§ Source excerpt:
--- BEGIN ---
We had Minister Wyatt, the member for Hasluck, in the Northern Territory a fortnight ago, after the very dreadful events at Yuendumu. He attended a meeting at Blatherskite Park in Alice Springs. He was asked by Valerie Martin, a senior woman from Yuendumu, why they should be getting the BasicsCard. You know what he said? He said, 'If you didn't ask for it, you shouldn't be getting it.' Cute. That is very cute, given that his government—the government he is a part of, the cabinet he is a part of—made a decision to impose this upon the Northern Territory Aboriginal community without their consent. I agree with him. If you didn't ask for it and you don't want it, you shouldn't get it. But that's not what's happening. As a continuation of the way in which the intervention started, we've got the same headspace happening here in this place.
I was with an Aboriginal woman here yesterday, walking around the halls of the parliament, looking at the wonderful, beautiful Aboriginal art. She said: 'Look, isn't this fantastic? This art, people appreciating our art. Why don't they appreciate us?' It's great to see the art, but what about the people who painted it? What are you saying to them and about them? The same people who paint this art have no rights. What you're intending to do through this legislation is ensure they will not have the right to say yes or no, because there's been no consultation. It is absolutely shameful.
We heard from the member for Barton about the evidence from the Menzies School of Health Research—that birth weights have actually fallen. If you combine this card with the deplorable CDP arrangement, where people are being breached, people are going hungry—you'd think the government would match the two. You'd think: why is it that less money is being spent in stores? Why is it that families are going hungry? You'd imagine that, if you understood it, you'd work through this system and say, 'Hang on, compulsory income management, CDP, breaching—it doesn't work.' But, no, the light just does not go on because you won't switch it on.
--- END ---
§ What this exercise asks:
• A. Reproduce the passage of the speech on the BasicsCard from "We heard from" to "switch it on.", word for word.
• B. Render this sentence from the speech on the BasicsCard into Spanish: "He attended a meeting at Blatherskite Park in Alice Springs."
• C. According to the speech on the BasicsCard, who asked Minister Wyatt why they should be getting the BasicsCard?

§ Information given:
--- BEGIN ---
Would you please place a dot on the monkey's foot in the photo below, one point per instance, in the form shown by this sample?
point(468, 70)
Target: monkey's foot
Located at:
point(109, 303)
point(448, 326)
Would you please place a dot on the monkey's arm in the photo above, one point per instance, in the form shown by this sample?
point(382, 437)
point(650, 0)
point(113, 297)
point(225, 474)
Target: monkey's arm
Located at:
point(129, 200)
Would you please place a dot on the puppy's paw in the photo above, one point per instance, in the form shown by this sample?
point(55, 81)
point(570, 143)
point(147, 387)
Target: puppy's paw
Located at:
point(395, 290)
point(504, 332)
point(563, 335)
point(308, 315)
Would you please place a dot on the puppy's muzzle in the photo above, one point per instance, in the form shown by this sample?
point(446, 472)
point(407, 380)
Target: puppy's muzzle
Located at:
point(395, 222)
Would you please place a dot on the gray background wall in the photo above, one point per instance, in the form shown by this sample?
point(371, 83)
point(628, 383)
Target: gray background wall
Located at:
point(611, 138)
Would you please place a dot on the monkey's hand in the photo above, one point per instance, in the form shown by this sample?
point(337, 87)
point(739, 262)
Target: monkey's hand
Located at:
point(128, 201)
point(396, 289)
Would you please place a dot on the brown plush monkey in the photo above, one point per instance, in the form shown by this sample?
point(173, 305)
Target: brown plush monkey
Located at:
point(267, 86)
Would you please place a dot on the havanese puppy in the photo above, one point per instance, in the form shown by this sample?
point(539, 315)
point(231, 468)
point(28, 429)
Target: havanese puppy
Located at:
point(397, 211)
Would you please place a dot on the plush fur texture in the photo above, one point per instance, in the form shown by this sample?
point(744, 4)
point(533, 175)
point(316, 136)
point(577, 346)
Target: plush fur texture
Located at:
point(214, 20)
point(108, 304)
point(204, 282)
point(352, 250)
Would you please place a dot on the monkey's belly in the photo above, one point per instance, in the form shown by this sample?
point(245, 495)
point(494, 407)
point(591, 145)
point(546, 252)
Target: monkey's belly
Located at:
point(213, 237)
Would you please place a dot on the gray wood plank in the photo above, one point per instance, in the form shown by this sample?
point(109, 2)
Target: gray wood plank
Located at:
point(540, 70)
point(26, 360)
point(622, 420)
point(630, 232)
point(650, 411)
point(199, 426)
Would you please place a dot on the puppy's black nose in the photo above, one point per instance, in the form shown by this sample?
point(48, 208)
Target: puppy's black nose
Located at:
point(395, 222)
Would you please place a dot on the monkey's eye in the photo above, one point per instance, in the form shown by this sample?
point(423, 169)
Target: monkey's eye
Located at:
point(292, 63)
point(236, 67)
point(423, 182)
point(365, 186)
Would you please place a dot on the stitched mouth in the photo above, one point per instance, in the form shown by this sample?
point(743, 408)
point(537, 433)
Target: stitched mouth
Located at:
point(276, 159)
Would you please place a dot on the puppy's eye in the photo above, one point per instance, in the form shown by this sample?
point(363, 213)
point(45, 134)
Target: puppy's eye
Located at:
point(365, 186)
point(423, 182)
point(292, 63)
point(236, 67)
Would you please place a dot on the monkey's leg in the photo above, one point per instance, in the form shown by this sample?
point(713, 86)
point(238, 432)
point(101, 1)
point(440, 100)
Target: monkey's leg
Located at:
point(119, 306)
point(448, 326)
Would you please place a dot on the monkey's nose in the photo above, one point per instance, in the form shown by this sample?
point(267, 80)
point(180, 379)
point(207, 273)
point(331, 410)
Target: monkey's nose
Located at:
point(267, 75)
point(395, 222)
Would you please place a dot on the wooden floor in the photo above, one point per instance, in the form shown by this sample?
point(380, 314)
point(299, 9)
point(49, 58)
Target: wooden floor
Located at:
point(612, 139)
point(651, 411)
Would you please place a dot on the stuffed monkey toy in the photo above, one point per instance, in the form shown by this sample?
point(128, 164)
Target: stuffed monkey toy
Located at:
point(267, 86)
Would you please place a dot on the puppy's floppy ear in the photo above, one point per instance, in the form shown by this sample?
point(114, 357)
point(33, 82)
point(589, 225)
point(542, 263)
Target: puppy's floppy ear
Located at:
--- END ---
§ Answers:
• A.
We heard from the member for Barton about the evidence from the Menzies School of Health Research—that birth weights have actually fallen. If you combine this card with the deplorable CDP arrangement, where people are being breached, people are going hungry—you'd think the government would match the two. You'd think: why is it that less money is being spent in stores? Why is it that families are going hungry? You'd imagine that, if you understood it, you'd work through this system and say, 'Hang on, compulsory income management, CDP, breaching—it doesn't work.' But, no, the light just does not go on because you won't switch it on.

• B. Asistió a una reunión en Blatherskite Park, en Alice Springs.

• C. Valerie Martin, a senior woman from Yuendumu.